> _GIVEN REQUEST_
Turn every line of the listing below into a JSON list of strings, one string per line, leaving out any blank lines.

***** ENTRIES PROVIDED *****

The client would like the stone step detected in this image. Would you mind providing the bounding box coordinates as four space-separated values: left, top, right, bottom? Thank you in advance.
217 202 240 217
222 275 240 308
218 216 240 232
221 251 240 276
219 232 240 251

*****

> _REPLY TO THE EXERCISE_
[
  "The client would like the stone step detected in this image. Would you mind providing the bounding box coordinates as four space-separated values: left, top, right, bottom? Thank you in advance.",
  "217 202 240 217",
  "222 275 240 308",
  "218 216 240 232",
  "221 251 240 276",
  "219 232 240 251"
]